● Problem statement
Answer these questions about the email thread below, one per line:
1. What kind of solver is named in the opening reply?
2. What pattern for Givens rotations does Dmitriy Lyubimov name?
3. On what date and at what time did Nathan Halko send his comments?

Reading further... Yep. that's exactly how it is done there in
distributed QR solver. At least on top of it.
On Thu, Feb 23, 2012 at 4:54 PM, Dmitriy Lyubimov <dlie...@gmail.com> wrote:
> Wow. Cantor patterns for Givens rotations. I wondered if it already
> had a name or somebody already figured to do something similar. It
> looks like you really got into that level of details there. That's
> extremely cool, sir !
>
> On Thu, Feb 23, 2012 at 4:45 PM, Dmitriy Lyubimov <dlie...@gmail.com> wrote:
>> Thank you, Nathan.
>>
>> On Wed, Feb 22, 2012 at 7:01 PM, Nathan Halko <nat...@spotinfluence.com>
>> wrote:
>>> Hi Dmitriy,
>>>
>>> Just a few comments:
>>>
>>> --the computed factors are approximate A \approx U\SigmaV^{T}
>>
>> Thanks, agreed.
>>
>>>
>>> -- the projection steps seemed transposed to me but they are consistent
>>> throughout ie.

● Data shown
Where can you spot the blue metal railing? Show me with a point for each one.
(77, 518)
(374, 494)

● Answer for the task
1. A distributed QR solver
2. Cantor patterns
3. Wed, Feb 22, 2012 at 7:01 PM